[Problem details]: Pull out every line of the items below that contains the string "block", copying each such line in full.

A series of records:

[start]

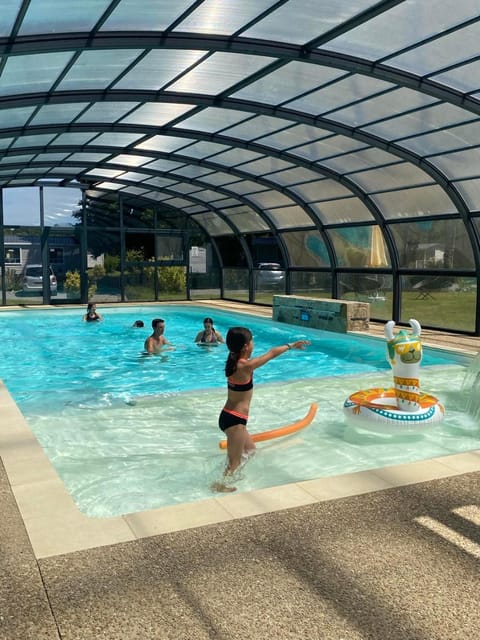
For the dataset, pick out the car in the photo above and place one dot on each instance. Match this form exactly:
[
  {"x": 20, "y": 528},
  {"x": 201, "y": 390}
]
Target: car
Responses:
[
  {"x": 270, "y": 273},
  {"x": 33, "y": 279}
]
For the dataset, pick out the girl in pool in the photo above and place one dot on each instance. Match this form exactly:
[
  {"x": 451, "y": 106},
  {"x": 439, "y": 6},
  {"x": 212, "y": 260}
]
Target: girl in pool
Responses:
[{"x": 233, "y": 418}]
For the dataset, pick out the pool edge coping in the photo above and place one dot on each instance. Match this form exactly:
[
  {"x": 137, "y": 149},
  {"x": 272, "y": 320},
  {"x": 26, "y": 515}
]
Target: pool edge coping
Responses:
[{"x": 55, "y": 526}]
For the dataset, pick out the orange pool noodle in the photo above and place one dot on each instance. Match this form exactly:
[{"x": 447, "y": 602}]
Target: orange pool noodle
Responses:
[{"x": 281, "y": 431}]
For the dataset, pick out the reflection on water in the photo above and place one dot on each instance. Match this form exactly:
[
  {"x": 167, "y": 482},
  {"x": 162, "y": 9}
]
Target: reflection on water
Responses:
[{"x": 471, "y": 387}]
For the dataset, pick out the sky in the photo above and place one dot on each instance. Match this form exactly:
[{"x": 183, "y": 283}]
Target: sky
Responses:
[{"x": 21, "y": 206}]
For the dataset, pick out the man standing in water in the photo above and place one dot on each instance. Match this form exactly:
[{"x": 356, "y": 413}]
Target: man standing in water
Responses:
[{"x": 156, "y": 342}]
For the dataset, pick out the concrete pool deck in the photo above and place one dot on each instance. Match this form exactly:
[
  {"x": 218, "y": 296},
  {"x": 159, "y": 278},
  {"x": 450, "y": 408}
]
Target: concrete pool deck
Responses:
[{"x": 388, "y": 553}]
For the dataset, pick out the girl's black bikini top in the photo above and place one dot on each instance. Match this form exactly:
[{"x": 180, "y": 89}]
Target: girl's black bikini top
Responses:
[{"x": 240, "y": 386}]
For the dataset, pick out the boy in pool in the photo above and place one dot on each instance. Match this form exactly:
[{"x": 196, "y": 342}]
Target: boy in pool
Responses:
[
  {"x": 156, "y": 342},
  {"x": 233, "y": 418}
]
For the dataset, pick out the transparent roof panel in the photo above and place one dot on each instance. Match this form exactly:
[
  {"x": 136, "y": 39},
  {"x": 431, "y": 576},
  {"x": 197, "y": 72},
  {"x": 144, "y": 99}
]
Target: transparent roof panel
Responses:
[
  {"x": 97, "y": 69},
  {"x": 376, "y": 38},
  {"x": 158, "y": 68},
  {"x": 32, "y": 73},
  {"x": 213, "y": 119},
  {"x": 470, "y": 192},
  {"x": 58, "y": 113},
  {"x": 445, "y": 140},
  {"x": 144, "y": 15},
  {"x": 246, "y": 219},
  {"x": 67, "y": 16},
  {"x": 339, "y": 94},
  {"x": 343, "y": 211},
  {"x": 287, "y": 82},
  {"x": 463, "y": 164},
  {"x": 107, "y": 111},
  {"x": 383, "y": 106},
  {"x": 421, "y": 121},
  {"x": 219, "y": 72},
  {"x": 213, "y": 224},
  {"x": 413, "y": 203},
  {"x": 299, "y": 21},
  {"x": 392, "y": 177},
  {"x": 289, "y": 217},
  {"x": 155, "y": 114},
  {"x": 294, "y": 137},
  {"x": 224, "y": 17},
  {"x": 441, "y": 52}
]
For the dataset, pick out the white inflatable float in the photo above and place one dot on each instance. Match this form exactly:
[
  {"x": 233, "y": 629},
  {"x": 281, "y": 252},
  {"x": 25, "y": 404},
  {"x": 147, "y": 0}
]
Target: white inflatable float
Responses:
[{"x": 402, "y": 408}]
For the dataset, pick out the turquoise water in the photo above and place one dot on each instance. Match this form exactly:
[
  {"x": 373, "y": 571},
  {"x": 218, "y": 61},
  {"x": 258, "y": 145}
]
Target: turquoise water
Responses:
[{"x": 128, "y": 432}]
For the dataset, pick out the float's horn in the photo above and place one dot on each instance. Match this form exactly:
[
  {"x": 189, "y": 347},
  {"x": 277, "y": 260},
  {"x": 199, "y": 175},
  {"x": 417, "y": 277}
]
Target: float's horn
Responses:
[
  {"x": 416, "y": 328},
  {"x": 389, "y": 329}
]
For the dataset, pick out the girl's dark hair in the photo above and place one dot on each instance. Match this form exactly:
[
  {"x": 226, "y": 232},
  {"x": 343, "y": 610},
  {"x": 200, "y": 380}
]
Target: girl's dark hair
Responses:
[{"x": 237, "y": 338}]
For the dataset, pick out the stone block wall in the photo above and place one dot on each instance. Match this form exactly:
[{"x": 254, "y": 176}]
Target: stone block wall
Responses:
[{"x": 322, "y": 313}]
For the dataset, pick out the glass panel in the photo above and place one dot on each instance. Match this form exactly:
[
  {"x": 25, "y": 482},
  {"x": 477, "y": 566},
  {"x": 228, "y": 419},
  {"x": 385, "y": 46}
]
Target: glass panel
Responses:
[
  {"x": 284, "y": 218},
  {"x": 341, "y": 93},
  {"x": 443, "y": 301},
  {"x": 21, "y": 207},
  {"x": 392, "y": 29},
  {"x": 299, "y": 21},
  {"x": 156, "y": 113},
  {"x": 158, "y": 68},
  {"x": 219, "y": 72},
  {"x": 62, "y": 206},
  {"x": 32, "y": 73},
  {"x": 321, "y": 190},
  {"x": 295, "y": 136},
  {"x": 223, "y": 16},
  {"x": 235, "y": 284},
  {"x": 464, "y": 78},
  {"x": 441, "y": 52},
  {"x": 213, "y": 224},
  {"x": 97, "y": 69},
  {"x": 294, "y": 176},
  {"x": 342, "y": 211},
  {"x": 423, "y": 121},
  {"x": 360, "y": 160},
  {"x": 392, "y": 177},
  {"x": 40, "y": 140},
  {"x": 12, "y": 118},
  {"x": 212, "y": 119},
  {"x": 60, "y": 16},
  {"x": 422, "y": 201},
  {"x": 164, "y": 143},
  {"x": 270, "y": 198},
  {"x": 8, "y": 16},
  {"x": 145, "y": 15},
  {"x": 383, "y": 106},
  {"x": 257, "y": 127},
  {"x": 108, "y": 112},
  {"x": 470, "y": 192},
  {"x": 306, "y": 249},
  {"x": 245, "y": 219},
  {"x": 463, "y": 164},
  {"x": 446, "y": 140},
  {"x": 58, "y": 113},
  {"x": 328, "y": 147},
  {"x": 359, "y": 247},
  {"x": 433, "y": 244},
  {"x": 313, "y": 284}
]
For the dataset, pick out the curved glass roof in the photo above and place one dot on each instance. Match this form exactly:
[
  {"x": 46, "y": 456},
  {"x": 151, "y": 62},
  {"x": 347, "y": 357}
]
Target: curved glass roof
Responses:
[{"x": 249, "y": 115}]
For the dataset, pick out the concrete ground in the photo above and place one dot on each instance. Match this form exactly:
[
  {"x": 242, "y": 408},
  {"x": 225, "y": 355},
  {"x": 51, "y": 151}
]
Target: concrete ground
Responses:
[{"x": 392, "y": 558}]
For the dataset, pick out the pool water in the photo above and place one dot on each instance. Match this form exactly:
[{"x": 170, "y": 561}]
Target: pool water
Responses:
[{"x": 127, "y": 432}]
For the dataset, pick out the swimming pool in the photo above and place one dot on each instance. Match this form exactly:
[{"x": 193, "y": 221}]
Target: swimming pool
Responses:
[{"x": 129, "y": 433}]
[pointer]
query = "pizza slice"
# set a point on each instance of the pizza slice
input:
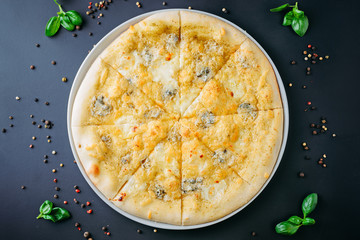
(249, 79)
(206, 45)
(247, 142)
(210, 189)
(147, 55)
(246, 83)
(153, 192)
(105, 97)
(110, 158)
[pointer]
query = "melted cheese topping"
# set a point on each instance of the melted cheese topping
(179, 120)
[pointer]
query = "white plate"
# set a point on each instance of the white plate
(95, 52)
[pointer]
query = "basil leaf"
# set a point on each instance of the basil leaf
(60, 214)
(288, 18)
(300, 25)
(286, 228)
(66, 23)
(280, 8)
(309, 204)
(295, 220)
(46, 207)
(49, 217)
(74, 17)
(52, 26)
(308, 221)
(298, 13)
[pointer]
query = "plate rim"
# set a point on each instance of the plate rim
(96, 51)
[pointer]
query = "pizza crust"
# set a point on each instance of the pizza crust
(169, 141)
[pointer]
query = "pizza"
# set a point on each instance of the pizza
(179, 120)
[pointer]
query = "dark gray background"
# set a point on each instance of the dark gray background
(333, 87)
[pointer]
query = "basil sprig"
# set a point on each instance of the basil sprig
(54, 214)
(290, 226)
(295, 17)
(68, 20)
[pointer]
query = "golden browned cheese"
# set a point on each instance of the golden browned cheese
(179, 120)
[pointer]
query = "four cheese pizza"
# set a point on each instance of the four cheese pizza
(179, 120)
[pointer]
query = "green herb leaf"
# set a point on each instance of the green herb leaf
(308, 221)
(49, 217)
(298, 13)
(309, 202)
(60, 213)
(280, 8)
(74, 17)
(288, 18)
(286, 228)
(52, 26)
(46, 207)
(295, 220)
(66, 23)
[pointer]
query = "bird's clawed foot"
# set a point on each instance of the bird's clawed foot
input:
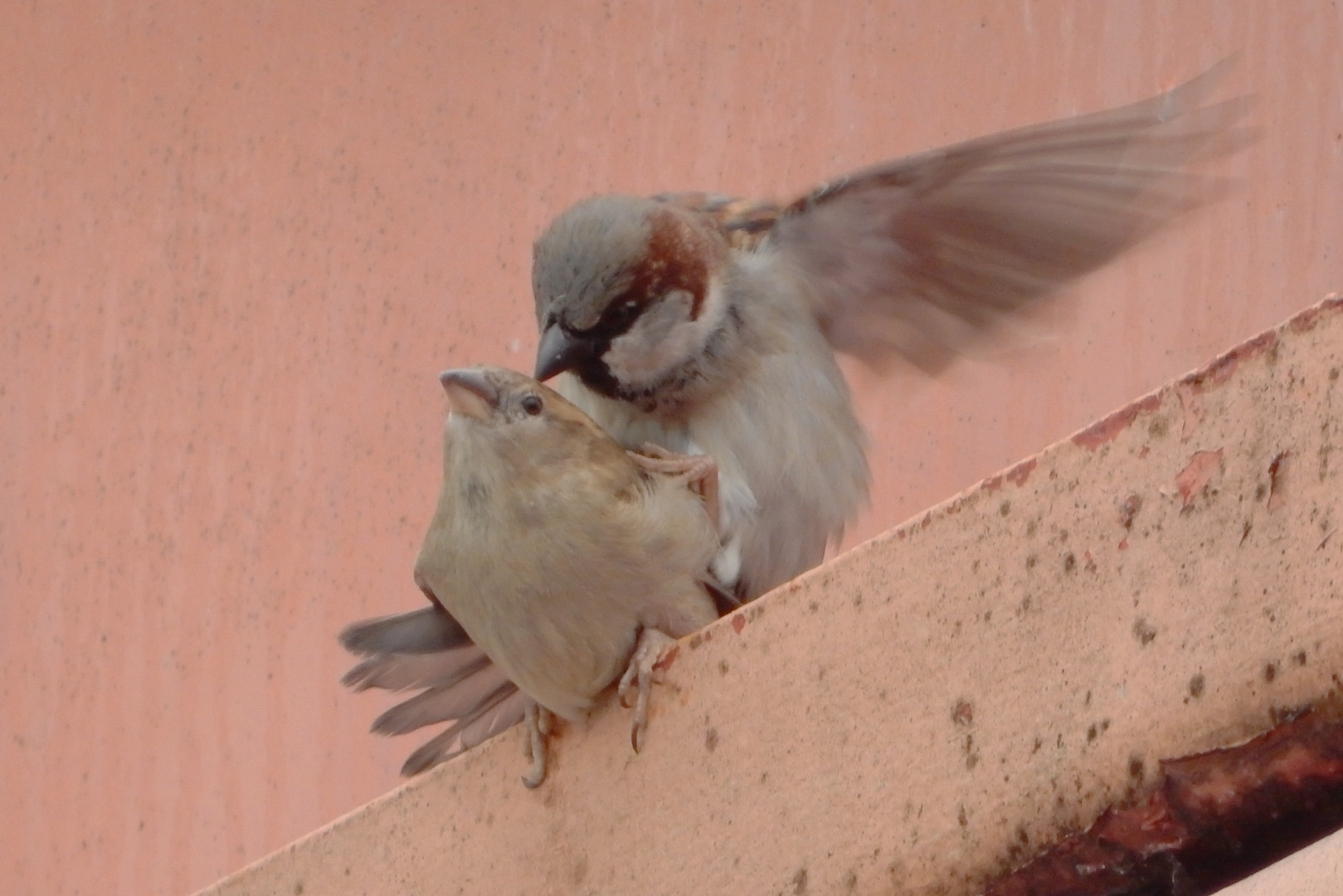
(698, 470)
(540, 723)
(642, 672)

[end]

[Final answer]:
For the dataset, pick out the stone block wall in the photo above and place one dot on each instance. Match this form exactly:
Target: stone block wall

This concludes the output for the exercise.